=== AIM ===
Verbatim output of all the material below is required.

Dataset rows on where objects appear
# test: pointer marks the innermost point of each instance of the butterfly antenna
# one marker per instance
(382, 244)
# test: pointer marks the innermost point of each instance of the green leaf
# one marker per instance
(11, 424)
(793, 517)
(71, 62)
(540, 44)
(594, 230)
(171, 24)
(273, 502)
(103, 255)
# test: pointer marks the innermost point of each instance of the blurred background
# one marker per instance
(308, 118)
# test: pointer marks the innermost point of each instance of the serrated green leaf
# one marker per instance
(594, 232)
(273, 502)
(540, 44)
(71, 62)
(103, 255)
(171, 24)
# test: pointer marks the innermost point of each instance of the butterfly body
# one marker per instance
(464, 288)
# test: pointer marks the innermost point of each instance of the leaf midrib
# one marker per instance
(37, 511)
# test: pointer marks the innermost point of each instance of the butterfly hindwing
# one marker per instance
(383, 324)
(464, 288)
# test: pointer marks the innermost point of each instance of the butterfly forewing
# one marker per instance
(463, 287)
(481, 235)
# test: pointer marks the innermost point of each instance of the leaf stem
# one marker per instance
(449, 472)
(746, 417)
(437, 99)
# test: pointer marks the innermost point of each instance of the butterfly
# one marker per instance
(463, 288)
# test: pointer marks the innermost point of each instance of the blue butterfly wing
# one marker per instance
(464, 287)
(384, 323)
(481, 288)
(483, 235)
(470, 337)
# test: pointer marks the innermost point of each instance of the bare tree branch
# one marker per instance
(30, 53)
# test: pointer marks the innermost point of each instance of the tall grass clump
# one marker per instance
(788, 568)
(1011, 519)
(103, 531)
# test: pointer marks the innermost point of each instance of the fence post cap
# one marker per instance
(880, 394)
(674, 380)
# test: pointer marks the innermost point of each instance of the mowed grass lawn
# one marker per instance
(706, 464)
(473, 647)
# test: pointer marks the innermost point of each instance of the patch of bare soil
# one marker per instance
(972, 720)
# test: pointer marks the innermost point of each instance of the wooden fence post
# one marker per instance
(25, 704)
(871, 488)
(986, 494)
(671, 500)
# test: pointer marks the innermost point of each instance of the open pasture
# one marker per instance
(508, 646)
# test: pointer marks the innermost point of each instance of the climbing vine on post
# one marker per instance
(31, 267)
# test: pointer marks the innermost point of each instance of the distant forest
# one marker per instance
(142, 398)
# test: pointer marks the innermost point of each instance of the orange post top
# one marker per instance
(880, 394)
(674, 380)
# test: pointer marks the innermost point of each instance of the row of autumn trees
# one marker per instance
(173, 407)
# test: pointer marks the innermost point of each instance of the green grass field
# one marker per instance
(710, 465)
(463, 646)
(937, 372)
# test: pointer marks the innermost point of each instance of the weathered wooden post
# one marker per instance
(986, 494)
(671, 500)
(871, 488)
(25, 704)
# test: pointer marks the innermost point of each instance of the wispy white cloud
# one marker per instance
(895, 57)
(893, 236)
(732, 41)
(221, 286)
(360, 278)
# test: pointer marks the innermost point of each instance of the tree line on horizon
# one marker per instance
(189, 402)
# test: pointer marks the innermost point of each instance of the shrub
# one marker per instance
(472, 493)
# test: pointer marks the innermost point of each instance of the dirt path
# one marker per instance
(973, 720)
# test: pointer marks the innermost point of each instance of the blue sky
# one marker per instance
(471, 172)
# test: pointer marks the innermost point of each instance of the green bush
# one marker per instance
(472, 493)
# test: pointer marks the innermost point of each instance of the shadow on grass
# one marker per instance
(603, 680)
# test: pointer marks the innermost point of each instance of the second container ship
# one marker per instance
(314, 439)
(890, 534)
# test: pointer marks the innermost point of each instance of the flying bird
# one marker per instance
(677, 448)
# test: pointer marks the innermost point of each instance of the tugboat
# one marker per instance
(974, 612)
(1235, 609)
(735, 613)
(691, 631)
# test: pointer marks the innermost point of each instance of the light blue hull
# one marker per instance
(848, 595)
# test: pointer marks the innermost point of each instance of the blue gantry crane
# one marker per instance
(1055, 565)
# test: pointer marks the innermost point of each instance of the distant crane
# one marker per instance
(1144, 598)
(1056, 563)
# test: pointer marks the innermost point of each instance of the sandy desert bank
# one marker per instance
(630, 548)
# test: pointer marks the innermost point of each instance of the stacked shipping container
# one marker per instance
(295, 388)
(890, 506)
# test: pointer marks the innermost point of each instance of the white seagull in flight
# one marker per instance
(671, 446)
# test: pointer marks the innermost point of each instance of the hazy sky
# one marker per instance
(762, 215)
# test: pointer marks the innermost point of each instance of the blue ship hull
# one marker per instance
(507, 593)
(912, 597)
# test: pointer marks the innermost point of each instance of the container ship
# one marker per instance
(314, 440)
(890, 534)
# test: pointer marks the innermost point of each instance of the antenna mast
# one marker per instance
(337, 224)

=== WRITTEN REPLY ===
# test: pointer marks the innermost point of each instance of the butterfly antenna
# one marker per instance
(382, 244)
# test: pointer marks the innermost point of each instance of the green leaf
# one marker per instance
(11, 424)
(793, 517)
(71, 62)
(540, 44)
(594, 230)
(171, 24)
(273, 502)
(103, 255)
# test: pointer marks the innermost point of each instance of the blurred background
# one marker per instance
(308, 118)
# test: pointer marks the innermost point of each instance of the serrated green leaf
# one marker per instance
(594, 232)
(273, 502)
(540, 44)
(71, 62)
(103, 255)
(171, 24)
# test: pointer marks the innermost point of each instance of the butterfly body
# one marker per instance
(464, 288)
# test: pointer marks the innermost point of each instance of the leaf midrib
# one marker per instance
(37, 511)
# test: pointer marks the innermost point of each instance of the butterfly hindwing
# one marker per instance
(383, 324)
(464, 288)
# test: pointer marks the innermost point of each instance of the butterfly forewing
# one marker per instance
(463, 287)
(481, 235)
# test: pointer marks the innermost point of each instance of the leaf stem
# one marker per instance
(449, 472)
(746, 417)
(437, 99)
# test: pointer marks the innermost point of each instance of the butterfly
# one marker per instance
(463, 288)
# test: pointer marks the innermost point of each instance of the blue butterfly wing
# one marker per instance
(464, 287)
(384, 323)
(481, 288)
(483, 235)
(470, 337)
# test: pointer marks the innermost point of each instance of the bare tree branch
# one marker per instance
(30, 53)
# test: pointer marks the innermost point of each instance of the tall grass clump
# one marker per instance
(788, 568)
(1011, 519)
(103, 531)
# test: pointer marks the innermost point of each instance of the fence post cap
# one marker per instance
(880, 394)
(674, 380)
# test: pointer marks the innermost point of each instance of the mowed grass lawn
# one marker per instance
(706, 464)
(473, 647)
# test: pointer marks the innermost point of each instance of the patch of bare soil
# one marker per instance
(972, 720)
# test: pointer marks the innermost point of each instance of the wooden fence post
# one marker per instance
(25, 704)
(871, 488)
(986, 494)
(671, 500)
# test: pointer marks the innermost point of each instance of the open pasture
# one marker per instance
(508, 646)
# test: pointer marks the innermost point of each instance of the climbing vine on post
# one marker per instance
(31, 267)
# test: pointer marks the innermost point of each instance of the distant forest
# one marker per instance
(142, 398)
# test: pointer marks the innermost point of each instance of the orange post top
# one marker per instance
(880, 394)
(674, 380)
# test: pointer marks the innermost point of each instance of the row of autumn trees
# one marker per instance
(173, 407)
# test: pointer marks the innermost point of each instance of the green grass field
# one marker per instance
(710, 465)
(463, 646)
(937, 372)
# test: pointer marks the innermost point of each instance of the weathered wooden post
# one marker per instance
(986, 494)
(671, 500)
(871, 488)
(25, 704)
# test: pointer marks the innermost point of each instance of the wispy white cloud
# one marker per instance
(895, 57)
(893, 236)
(732, 41)
(221, 286)
(360, 278)
# test: pointer marks the innermost point of each instance of the tree line on horizon
# one marker per instance
(189, 402)
# test: pointer marks the innermost point of each instance of the shrub
# one marker per instance
(472, 493)
# test: pointer marks the innermost point of each instance of the dirt path
# one marker per instance
(973, 720)
# test: pointer marks the innermost point of each instance of the blue sky
# one marker per instance
(471, 172)
# test: pointer marks the innermost point of each instance of the green bush
# one marker per instance
(472, 493)
# test: pointer marks the innermost point of each instance of the shadow on grass
# one marker per instance
(603, 680)
# test: pointer marks the innermost point of each instance of the second container ship
# one marker per instance
(314, 439)
(890, 534)
# test: pointer marks the innermost point of each instance of the flying bird
# one marker per instance
(677, 448)
# test: pointer marks the innermost point of each instance of the tugboat
# one marker per instance
(974, 612)
(1235, 609)
(735, 613)
(691, 631)
# test: pointer marks the innermost point of each instance of the light blue hull
# one marker per instance
(848, 595)
# test: pointer marks the innermost point of each instance of the blue gantry crane
# one marker per instance
(1055, 565)
# test: pointer marks the innermost point of each instance of the distant crane
# one marker per instance
(1144, 598)
(1056, 563)
# test: pointer marks the innermost point of each instance of the sandy desert bank
# one marker per instance
(630, 548)
# test: pointer marks the innermost point of each instance of the stacked shipping container
# one marker per instance
(295, 388)
(890, 506)
# test: pointer marks the innermost point of each instance of the white seagull in flight
# one marker per instance
(671, 446)
# test: pointer marks the innermost point of each instance of the hazy sky
# one marker per instance
(762, 215)
# test: pointer marks the innermost point of each instance of the blue ship hull
# one marker per instance
(507, 593)
(912, 597)
# test: pointer marks the innermost point of each instance of the container ship
# one marker per instance
(314, 440)
(890, 534)
# test: pointer marks the innermost point of each instance of the antenna mast
# one marker per instance
(337, 224)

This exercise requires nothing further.